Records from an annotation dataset
▽

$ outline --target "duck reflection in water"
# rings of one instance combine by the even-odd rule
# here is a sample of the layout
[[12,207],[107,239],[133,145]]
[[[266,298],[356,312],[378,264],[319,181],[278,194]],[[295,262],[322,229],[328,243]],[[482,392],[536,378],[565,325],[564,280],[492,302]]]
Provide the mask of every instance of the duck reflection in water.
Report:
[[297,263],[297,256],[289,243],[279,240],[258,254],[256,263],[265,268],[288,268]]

△

Goal:
Copy out the material word for word and line for line.

Exercise solution:
$ outline --target "duck reflection in water"
# rings of one instance combine by the even-odd rule
# here is a sample of the layout
[[12,207],[107,239],[133,145]]
[[[266,298],[356,312],[378,264],[319,181],[278,194]],[[295,262],[322,229],[328,243]],[[482,392],[536,378],[565,325],[564,280],[492,302]]]
Provide the mask of every instance of the duck reflection in water.
Report:
[[297,263],[297,256],[289,243],[279,240],[258,254],[256,263],[265,268],[288,268]]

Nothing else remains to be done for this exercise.